Point annotations for photos

--- START ---

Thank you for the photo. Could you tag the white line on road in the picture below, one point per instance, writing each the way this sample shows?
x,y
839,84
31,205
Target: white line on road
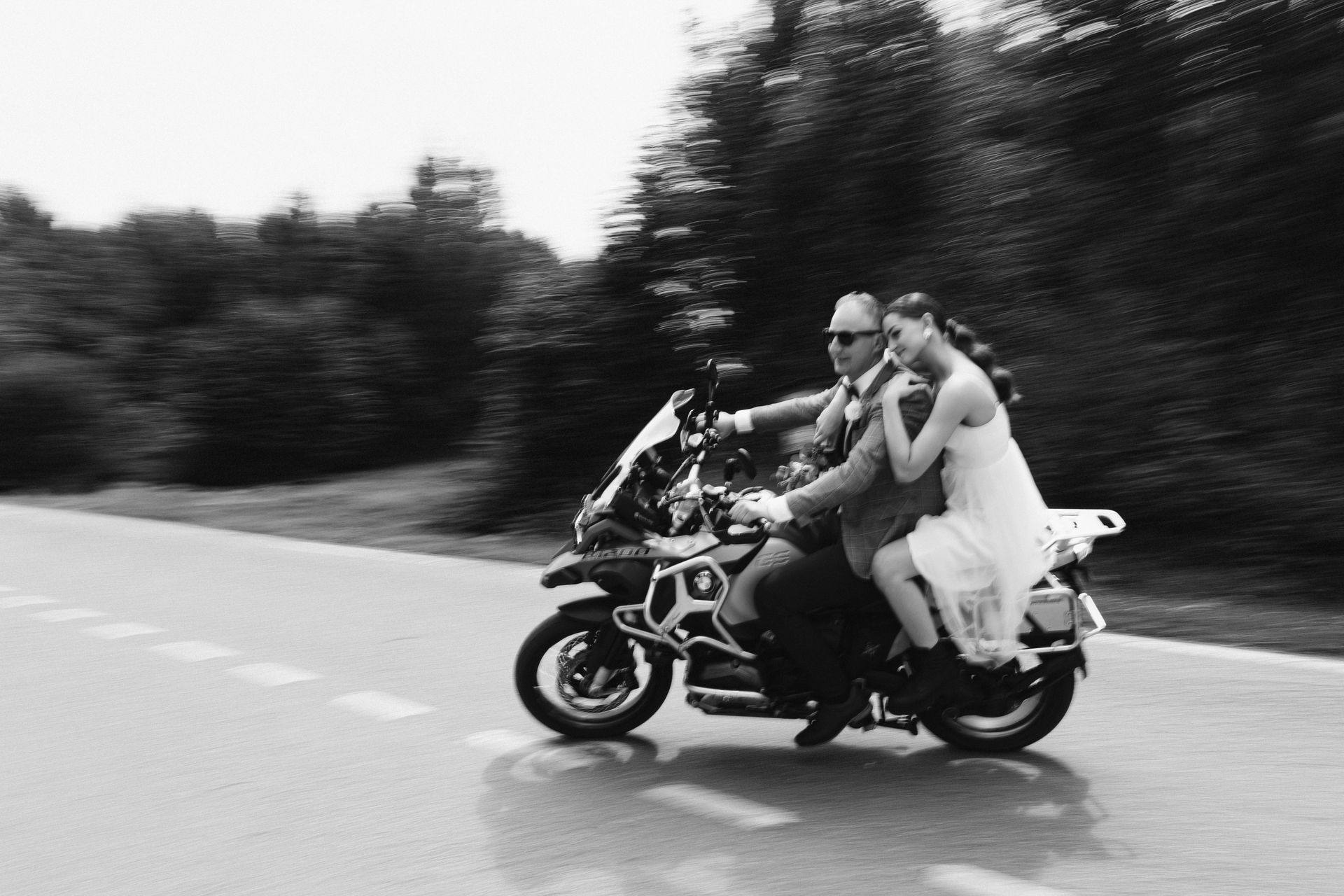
x,y
272,675
66,615
26,601
502,741
192,650
724,808
384,707
121,630
971,880
1219,652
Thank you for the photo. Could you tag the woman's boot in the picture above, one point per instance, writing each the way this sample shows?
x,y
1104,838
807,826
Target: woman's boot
x,y
937,673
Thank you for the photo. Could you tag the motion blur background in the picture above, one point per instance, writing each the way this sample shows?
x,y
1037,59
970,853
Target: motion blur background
x,y
1139,203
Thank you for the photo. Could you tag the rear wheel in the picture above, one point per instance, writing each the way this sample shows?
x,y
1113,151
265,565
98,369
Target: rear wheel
x,y
552,676
1031,720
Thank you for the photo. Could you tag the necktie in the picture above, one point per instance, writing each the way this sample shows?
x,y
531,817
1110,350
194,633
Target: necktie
x,y
848,421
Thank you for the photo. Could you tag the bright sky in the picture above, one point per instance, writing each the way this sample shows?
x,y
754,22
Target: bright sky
x,y
232,106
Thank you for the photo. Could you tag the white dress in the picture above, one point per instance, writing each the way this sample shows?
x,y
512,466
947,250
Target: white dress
x,y
987,550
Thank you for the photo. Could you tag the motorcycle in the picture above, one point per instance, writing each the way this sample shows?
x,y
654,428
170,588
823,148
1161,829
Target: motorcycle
x,y
679,578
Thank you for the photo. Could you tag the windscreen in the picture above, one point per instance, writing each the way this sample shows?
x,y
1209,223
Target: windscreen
x,y
660,429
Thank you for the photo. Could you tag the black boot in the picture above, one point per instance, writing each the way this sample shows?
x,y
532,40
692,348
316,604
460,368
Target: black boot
x,y
937,675
832,718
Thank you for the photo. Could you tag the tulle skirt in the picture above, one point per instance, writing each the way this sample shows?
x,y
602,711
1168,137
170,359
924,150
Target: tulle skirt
x,y
983,555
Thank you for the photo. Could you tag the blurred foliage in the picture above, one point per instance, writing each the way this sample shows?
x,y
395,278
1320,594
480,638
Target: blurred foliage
x,y
1136,200
246,351
1133,199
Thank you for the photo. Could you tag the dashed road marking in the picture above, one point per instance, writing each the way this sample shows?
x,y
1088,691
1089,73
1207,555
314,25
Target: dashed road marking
x,y
272,675
192,650
500,741
26,601
66,615
379,706
723,808
121,630
971,880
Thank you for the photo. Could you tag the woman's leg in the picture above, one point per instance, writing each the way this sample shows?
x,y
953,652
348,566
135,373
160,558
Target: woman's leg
x,y
894,573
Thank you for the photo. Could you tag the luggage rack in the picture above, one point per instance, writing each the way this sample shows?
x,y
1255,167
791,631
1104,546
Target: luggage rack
x,y
1057,612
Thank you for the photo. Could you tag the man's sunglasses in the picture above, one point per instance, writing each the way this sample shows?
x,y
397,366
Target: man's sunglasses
x,y
847,336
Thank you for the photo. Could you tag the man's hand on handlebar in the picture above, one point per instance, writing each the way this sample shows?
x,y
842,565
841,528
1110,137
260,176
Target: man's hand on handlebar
x,y
749,514
722,422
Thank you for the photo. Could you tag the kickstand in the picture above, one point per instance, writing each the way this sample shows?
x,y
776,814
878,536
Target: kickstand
x,y
904,723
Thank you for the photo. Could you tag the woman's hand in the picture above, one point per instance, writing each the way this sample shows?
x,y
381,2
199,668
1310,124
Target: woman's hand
x,y
901,386
748,512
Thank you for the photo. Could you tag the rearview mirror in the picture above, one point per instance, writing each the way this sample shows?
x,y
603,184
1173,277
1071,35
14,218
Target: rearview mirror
x,y
739,463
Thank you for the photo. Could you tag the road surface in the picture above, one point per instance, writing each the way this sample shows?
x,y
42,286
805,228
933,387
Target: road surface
x,y
188,711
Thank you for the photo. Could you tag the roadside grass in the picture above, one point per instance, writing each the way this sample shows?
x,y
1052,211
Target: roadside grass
x,y
1187,593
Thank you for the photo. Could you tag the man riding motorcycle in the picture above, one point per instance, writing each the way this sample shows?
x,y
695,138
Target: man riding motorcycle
x,y
859,503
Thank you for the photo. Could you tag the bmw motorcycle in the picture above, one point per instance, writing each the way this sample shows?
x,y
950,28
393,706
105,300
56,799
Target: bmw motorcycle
x,y
678,580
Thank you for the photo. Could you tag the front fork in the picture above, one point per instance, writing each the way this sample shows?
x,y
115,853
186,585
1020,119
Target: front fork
x,y
610,653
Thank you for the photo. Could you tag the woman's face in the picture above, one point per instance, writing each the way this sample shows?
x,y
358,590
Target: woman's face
x,y
905,337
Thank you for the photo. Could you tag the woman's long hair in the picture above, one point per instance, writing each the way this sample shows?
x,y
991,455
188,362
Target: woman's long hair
x,y
916,305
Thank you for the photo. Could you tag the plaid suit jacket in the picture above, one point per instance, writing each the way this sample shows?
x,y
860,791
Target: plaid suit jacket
x,y
874,508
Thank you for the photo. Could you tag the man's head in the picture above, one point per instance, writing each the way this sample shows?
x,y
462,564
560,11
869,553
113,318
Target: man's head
x,y
854,337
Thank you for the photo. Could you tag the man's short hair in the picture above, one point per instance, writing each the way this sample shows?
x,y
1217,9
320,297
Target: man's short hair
x,y
870,305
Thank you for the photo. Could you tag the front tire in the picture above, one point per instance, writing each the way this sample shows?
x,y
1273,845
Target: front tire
x,y
1035,718
550,669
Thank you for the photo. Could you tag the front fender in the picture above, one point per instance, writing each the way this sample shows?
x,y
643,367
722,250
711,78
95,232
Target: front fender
x,y
597,609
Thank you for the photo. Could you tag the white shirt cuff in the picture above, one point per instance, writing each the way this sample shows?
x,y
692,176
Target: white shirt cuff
x,y
778,508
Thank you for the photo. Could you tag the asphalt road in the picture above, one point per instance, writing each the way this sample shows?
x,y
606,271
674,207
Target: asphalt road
x,y
188,711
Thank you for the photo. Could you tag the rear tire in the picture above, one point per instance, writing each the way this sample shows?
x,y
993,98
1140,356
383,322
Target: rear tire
x,y
547,669
1025,726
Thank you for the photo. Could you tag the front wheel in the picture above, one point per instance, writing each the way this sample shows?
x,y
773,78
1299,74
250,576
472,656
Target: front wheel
x,y
1035,718
552,679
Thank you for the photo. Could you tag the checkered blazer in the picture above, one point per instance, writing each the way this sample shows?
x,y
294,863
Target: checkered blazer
x,y
875,508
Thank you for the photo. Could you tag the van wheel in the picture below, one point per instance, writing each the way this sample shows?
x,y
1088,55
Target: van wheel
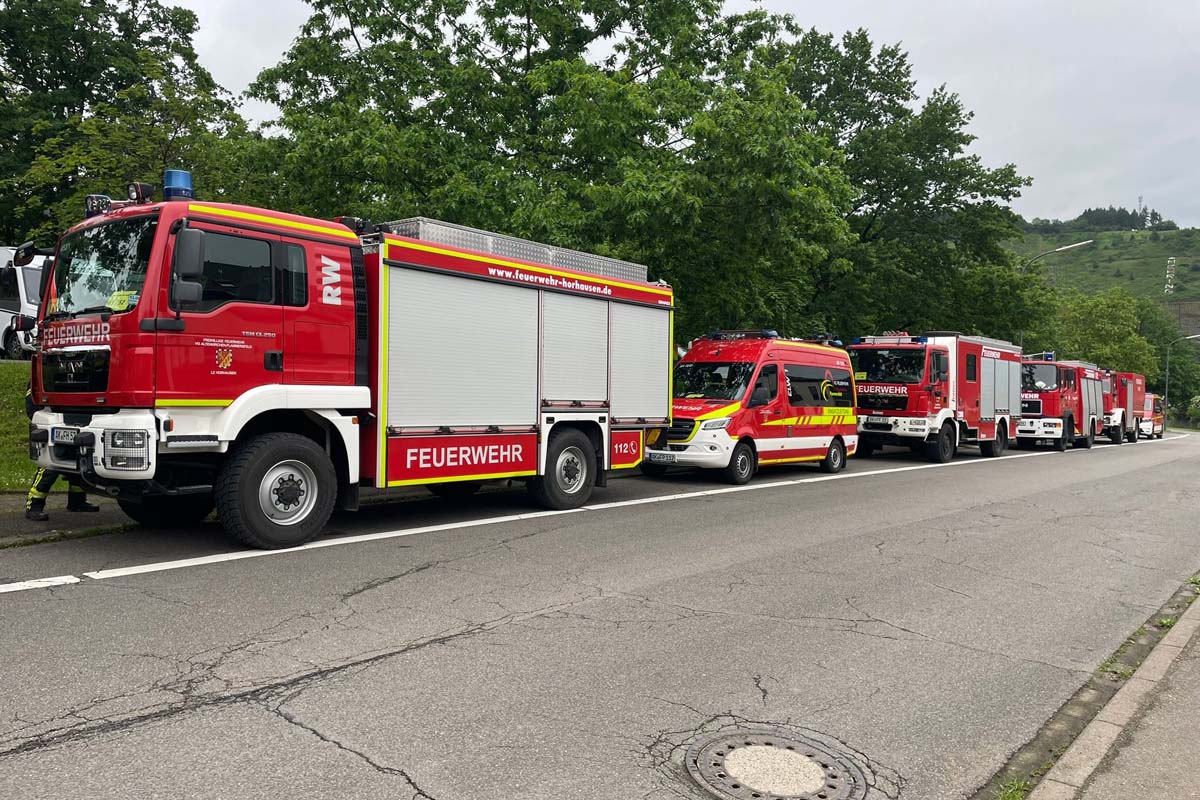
x,y
652,470
570,471
742,462
835,458
941,450
162,511
277,491
455,489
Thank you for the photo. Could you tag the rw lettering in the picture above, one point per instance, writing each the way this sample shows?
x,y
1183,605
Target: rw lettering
x,y
330,281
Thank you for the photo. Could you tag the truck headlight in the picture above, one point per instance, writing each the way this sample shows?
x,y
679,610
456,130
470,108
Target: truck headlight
x,y
126,450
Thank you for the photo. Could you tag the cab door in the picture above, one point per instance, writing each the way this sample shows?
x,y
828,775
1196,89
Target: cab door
x,y
231,342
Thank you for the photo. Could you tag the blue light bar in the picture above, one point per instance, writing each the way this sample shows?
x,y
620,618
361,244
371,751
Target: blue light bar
x,y
177,185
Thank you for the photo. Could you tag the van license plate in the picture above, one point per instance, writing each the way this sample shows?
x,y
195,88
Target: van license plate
x,y
64,435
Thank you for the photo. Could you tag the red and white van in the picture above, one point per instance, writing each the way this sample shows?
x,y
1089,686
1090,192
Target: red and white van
x,y
1153,421
745,400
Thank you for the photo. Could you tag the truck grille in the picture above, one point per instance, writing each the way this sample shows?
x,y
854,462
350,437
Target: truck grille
x,y
883,402
681,428
75,371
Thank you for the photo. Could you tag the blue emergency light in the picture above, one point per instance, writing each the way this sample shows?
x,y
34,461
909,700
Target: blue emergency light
x,y
177,185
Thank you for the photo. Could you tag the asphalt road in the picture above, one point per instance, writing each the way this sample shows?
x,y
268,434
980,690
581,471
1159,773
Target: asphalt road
x,y
929,618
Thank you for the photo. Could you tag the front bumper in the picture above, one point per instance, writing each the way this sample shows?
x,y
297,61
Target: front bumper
x,y
706,449
1041,428
135,428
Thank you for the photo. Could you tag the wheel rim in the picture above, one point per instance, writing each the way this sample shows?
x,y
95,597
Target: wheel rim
x,y
287,493
570,470
743,463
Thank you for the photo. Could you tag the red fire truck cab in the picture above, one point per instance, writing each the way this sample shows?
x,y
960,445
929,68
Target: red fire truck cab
x,y
936,391
202,354
745,400
1062,402
1125,402
1153,421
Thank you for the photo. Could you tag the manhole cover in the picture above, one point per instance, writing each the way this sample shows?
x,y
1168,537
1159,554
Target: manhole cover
x,y
765,764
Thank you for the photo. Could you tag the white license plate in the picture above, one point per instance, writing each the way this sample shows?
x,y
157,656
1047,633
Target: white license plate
x,y
64,435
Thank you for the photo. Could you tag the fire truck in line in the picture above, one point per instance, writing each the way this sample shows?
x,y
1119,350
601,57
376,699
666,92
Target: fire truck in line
x,y
1062,402
935,392
749,398
1153,421
1125,400
202,354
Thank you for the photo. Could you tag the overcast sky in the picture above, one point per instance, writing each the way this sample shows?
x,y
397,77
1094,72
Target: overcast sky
x,y
1096,100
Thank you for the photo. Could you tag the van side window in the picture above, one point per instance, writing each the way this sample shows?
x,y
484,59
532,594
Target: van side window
x,y
237,269
295,277
819,386
768,379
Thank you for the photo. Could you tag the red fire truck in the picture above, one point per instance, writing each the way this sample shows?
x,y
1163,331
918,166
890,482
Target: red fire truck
x,y
1062,402
1125,400
199,354
748,398
936,391
1153,422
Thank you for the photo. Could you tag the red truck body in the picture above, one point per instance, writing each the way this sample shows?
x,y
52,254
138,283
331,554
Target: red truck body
x,y
936,391
1125,403
198,353
1062,402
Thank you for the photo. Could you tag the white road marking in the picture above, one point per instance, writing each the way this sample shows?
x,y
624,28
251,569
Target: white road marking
x,y
238,555
39,583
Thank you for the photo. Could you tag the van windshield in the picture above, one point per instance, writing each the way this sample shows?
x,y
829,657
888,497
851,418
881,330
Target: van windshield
x,y
888,365
1038,377
713,379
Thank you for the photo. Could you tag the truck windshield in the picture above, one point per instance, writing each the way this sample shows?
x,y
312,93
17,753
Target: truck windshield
x,y
1038,377
102,268
713,379
888,366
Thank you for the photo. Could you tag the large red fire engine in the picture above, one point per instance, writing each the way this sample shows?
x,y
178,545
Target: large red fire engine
x,y
749,398
1062,402
936,391
1125,402
270,364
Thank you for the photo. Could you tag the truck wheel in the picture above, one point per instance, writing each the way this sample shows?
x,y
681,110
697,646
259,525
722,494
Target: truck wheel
x,y
161,511
570,471
12,348
455,489
652,470
277,491
742,462
941,450
835,458
997,446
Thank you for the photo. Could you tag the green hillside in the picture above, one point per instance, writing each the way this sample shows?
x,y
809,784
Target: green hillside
x,y
1135,260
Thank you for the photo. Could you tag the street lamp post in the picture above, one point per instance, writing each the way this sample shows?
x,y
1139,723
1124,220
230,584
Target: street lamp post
x,y
1049,252
1167,392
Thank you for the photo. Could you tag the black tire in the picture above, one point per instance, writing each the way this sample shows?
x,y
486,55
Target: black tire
x,y
454,489
281,470
941,449
570,471
162,512
742,464
835,458
652,470
12,348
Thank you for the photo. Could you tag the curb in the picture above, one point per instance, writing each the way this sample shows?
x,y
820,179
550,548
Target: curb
x,y
1069,773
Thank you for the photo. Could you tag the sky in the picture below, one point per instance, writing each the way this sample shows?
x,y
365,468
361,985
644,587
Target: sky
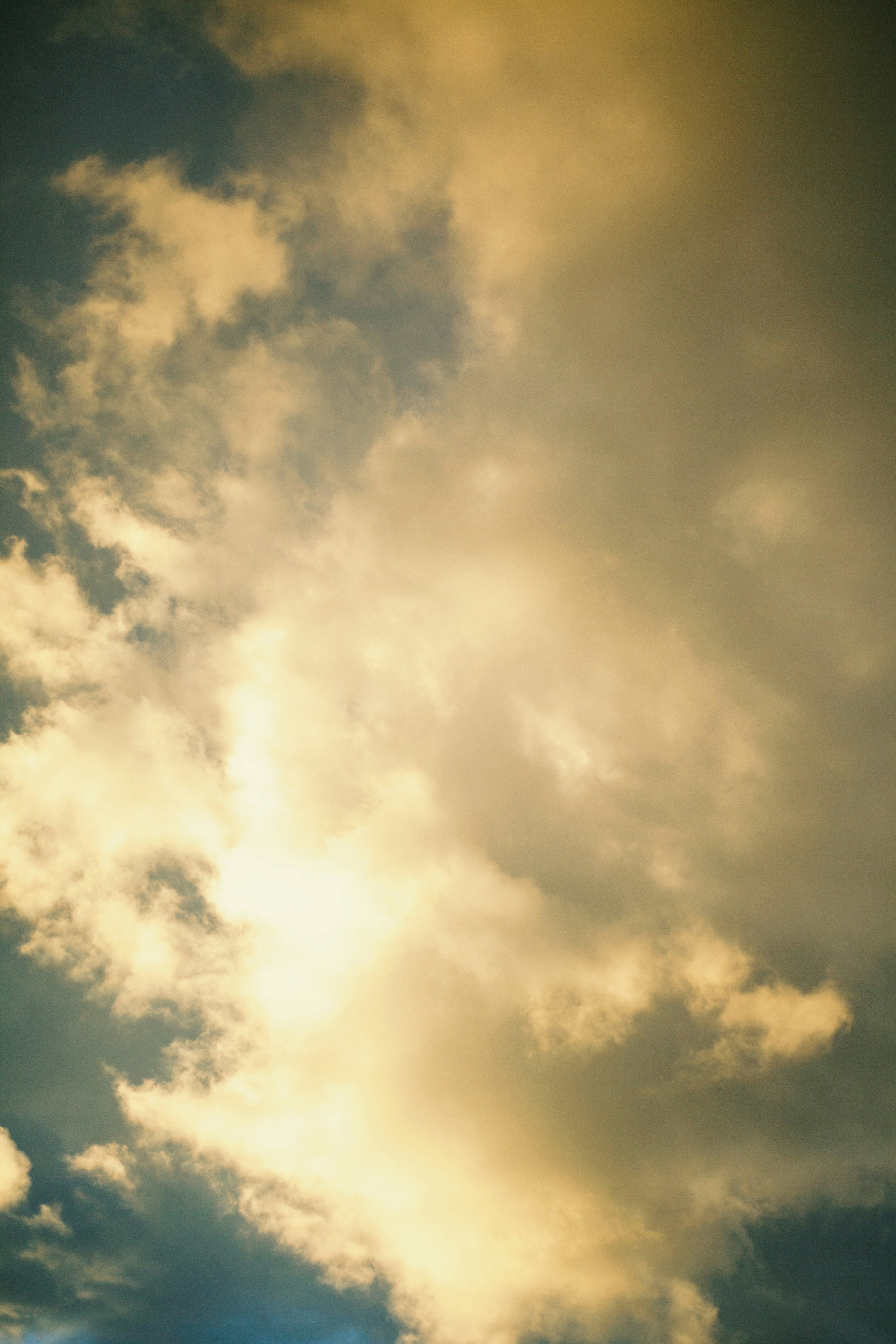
x,y
449,663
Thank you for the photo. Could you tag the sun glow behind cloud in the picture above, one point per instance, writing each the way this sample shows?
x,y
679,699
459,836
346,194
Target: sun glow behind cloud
x,y
404,760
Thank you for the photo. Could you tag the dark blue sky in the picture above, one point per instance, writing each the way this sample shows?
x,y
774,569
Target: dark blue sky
x,y
201,1275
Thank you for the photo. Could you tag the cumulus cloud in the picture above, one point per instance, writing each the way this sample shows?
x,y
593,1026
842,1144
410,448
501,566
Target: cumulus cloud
x,y
14,1172
449,757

--- END ---

**Your goal**
Omit all pictures and write out, exactly, only the lines from the line containing "Thank you for the photo. Could you tag the green" through the last line of the entries above.

**The completed task**
Thank you for the photo. Could you tag the green hillside in the picture above, one point per instance, writing each the way this sample shows?
x,y
809,784
Target: green hillside
x,y
1135,260
Thank you for the photo. Could you tag the street lamp post in the picture above, one point per instance, writing each the way this sample shows?
x,y
1139,723
1124,220
230,584
Target: street lamp post
x,y
1049,252
1167,392
Thank you for the photo. Could you tag the black tire in the picture above, one point per instance, writing each the way this sample shows?
x,y
486,55
Target: black tire
x,y
454,489
281,470
941,449
570,471
162,512
742,464
835,458
652,470
12,348
Thank you for the photo. Could you tag the curb in the picture above, one point per instance, writing each the way this sample shows?
x,y
820,179
550,548
Target: curb
x,y
1069,773
Thank you for the photo. Could you tag the sky in the picture below, one point per instance, writing each the way this sample shows?
x,y
365,468
361,985
644,587
Target: sky
x,y
449,663
Thank you for the photo. Could you tag the sun glow behind cloud in the picture above, one point per instance, writing each the way this sample shows?
x,y
679,699
459,836
346,194
Target: sun glow behind cloud
x,y
404,760
Thank you for the photo. Could you tag the dark blue sky in the picture above, one point per instance, writing each the way this sample shows?
x,y
774,569
Target: dark blue sky
x,y
201,1275
Thank you for the photo. Could you tag the cumulus cloud in the picture above, one point per instance, writing each the way this sample shows?
x,y
593,1026
842,1144
410,448
501,566
Target: cumulus cloud
x,y
14,1172
449,757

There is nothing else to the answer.